# DOCUMENT SECTION
---*---
AOA partners with FDA, other groups, to provide guidance on contact lens risk

The FDA Contact Lens Microbiology Workshop was held September 12, 2014, at FDA Headquarters. From left: Speaker J. Angelo Green, Ph.D. (FDA); moderator Michael R. Dueñas, O.D. (AOA); panelist Michelle C. Callegan, Ph.D.; panelist Carol Lakkis, Ph.D.; speaker Scott Steffen, Ph.D. (FDA); speaker Mark Willcox, Ph.D.; panelist Suzi Fleiszig, O.D., Ph.D.; and speaker Ralph Stone, Ph.D.

Microbial eye infections among contact lens wearers are on the rise in the United States and other countries.

"The collaboration of various eye care organizations is necessary to provide maximum protection for our patients."

To respond to this problem, the AOA has been working with the federal government and other eye care organizations to update guidance on contact lenses as medical devices and the testing of contact lens disinfection systems.
---*---
# PROBLEMS TO WORK ON
1. According to the article on contact lens risk, on what date was the FDA Contact Lens Microbiology Workshop held?
2. Quote the article on contact lens risk from "The FDA Contact" up to and including "and other countries.".
3. Continue the article on the AOA's work with the FDA on contact lens risk from where it stops.

Image-grounded pointing data
---*---
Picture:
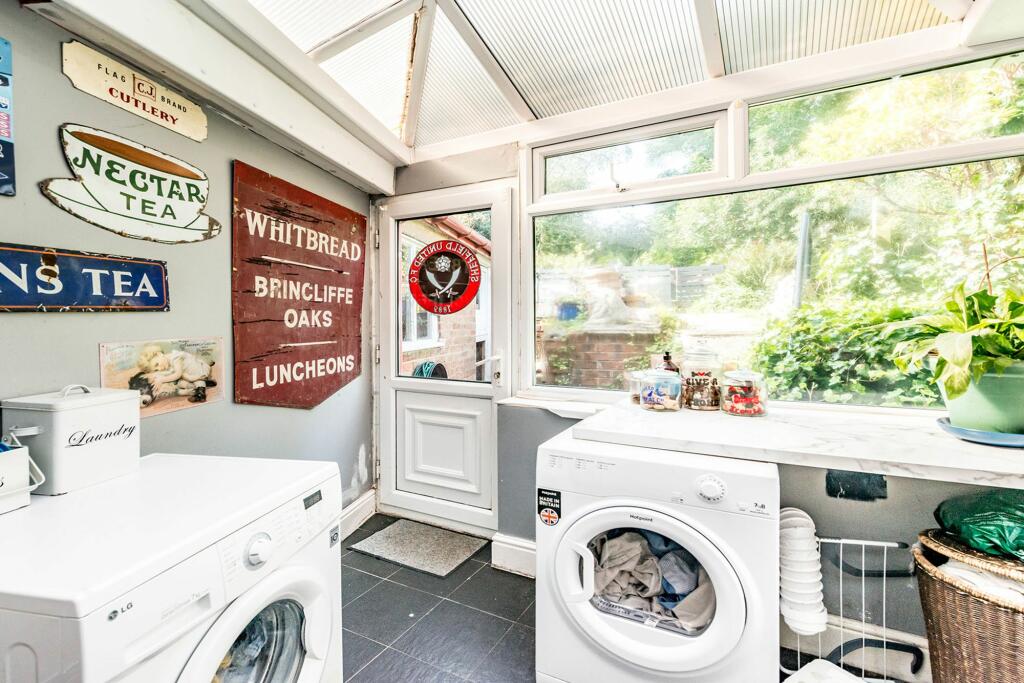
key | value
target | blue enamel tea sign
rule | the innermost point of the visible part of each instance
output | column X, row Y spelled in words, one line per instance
column 6, row 122
column 41, row 280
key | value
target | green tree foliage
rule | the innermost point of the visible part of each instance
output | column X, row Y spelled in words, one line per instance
column 897, row 240
column 839, row 355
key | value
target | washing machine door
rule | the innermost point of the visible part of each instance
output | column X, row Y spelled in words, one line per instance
column 276, row 632
column 604, row 567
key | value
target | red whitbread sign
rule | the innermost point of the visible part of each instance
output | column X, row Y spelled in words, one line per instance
column 444, row 276
column 297, row 264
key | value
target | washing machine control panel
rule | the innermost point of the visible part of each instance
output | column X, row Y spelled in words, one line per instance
column 711, row 487
column 262, row 546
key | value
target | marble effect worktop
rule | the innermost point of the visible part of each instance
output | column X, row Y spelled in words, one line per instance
column 895, row 442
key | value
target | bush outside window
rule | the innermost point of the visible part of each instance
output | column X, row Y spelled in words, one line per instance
column 787, row 281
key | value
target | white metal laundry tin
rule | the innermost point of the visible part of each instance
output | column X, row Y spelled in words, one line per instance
column 86, row 435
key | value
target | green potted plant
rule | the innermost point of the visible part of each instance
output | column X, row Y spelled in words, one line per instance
column 975, row 346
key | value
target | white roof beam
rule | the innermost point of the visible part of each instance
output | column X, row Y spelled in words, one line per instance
column 710, row 37
column 365, row 29
column 486, row 58
column 241, row 23
column 198, row 58
column 951, row 9
column 858, row 63
column 993, row 20
column 422, row 33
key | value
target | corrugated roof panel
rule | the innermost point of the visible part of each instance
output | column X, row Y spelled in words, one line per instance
column 309, row 23
column 570, row 54
column 758, row 33
column 375, row 70
column 459, row 97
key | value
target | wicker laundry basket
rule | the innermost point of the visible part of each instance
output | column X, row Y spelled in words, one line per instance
column 973, row 638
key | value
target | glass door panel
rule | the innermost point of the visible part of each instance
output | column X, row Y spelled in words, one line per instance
column 443, row 297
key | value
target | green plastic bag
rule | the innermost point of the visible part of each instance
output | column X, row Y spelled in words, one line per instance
column 991, row 521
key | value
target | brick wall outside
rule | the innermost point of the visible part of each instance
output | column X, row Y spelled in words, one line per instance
column 589, row 358
column 458, row 346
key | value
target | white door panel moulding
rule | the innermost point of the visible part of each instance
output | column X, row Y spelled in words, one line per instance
column 363, row 30
column 907, row 53
column 241, row 23
column 195, row 56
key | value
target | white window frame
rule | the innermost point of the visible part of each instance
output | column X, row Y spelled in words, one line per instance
column 715, row 121
column 732, row 124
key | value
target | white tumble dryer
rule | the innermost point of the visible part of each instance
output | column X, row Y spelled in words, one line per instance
column 606, row 515
column 193, row 568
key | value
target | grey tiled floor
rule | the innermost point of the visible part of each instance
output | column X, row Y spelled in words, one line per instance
column 403, row 626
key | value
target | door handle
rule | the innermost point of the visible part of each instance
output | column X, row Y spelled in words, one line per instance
column 497, row 375
column 587, row 587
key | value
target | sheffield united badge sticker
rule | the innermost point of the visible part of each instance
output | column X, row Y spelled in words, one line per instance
column 444, row 276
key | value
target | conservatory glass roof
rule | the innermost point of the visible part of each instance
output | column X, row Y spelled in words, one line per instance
column 436, row 70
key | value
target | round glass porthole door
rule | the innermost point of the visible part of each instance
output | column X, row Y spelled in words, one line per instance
column 269, row 649
column 649, row 589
---*---
# ANSWER SECTION
1. September 12, 2014.

2.
The FDA Contact Lens Microbiology Workshop was held September 12, 2014, at FDA Headquarters. From left: Speaker J. Angelo Green, Ph.D. (FDA); moderator Michael R. Dueñas, O.D. (AOA); panelist Michelle C. Callegan, Ph.D.; panelist Carol Lakkis, Ph.D.; speaker Scott Steffen, Ph.D. (FDA); speaker Mark Willcox, Ph.D.; panelist Suzi Fleiszig, O.D., Ph.D.; and speaker Ralph Stone, Ph.D.

Microbial eye infections among contact lens wearers are on the rise in the United States and other countries.

3.
On Sept. 12, the AOA, the U.S. Food and Drug Administration (FDA), and other eye care organizations co-sponsored a workshop at FDA headquarters in White Oak, Maryland. The goal was to examine current microbiological testing methods for contact lenses and accessories to see if updates were necessary.

Other co-sponsors included the FDA's Center for Devices and Radiological Health (CDRH), the American Academy of Optometry, the American Academy of Ophthalmology and the Contact Lens Association of Ophthalmologists. All sponsoring organizations play a major role in educating contact lens wearers.

"The collaboration of various eye care organizations is necessary to provide maximum protection for our patients. It was great to see the results of such cooperation, led by the FDA, to improve the efficacy of contact lens solutions," says Jeffrey J. Walline, O.D., Ph.D., vice chair of the Contact Lens and Cornea Section of the AOA.

At the workshop, three scientific panels focused on different aspects of microbiological testing:

  • Pathogens in contact-lens-related keratitis;
  • The role of soil as a model to mimic the human tear film in assessing disinfection efficacy; and
  • Acanthamoeba organism and host considerations and testing methods.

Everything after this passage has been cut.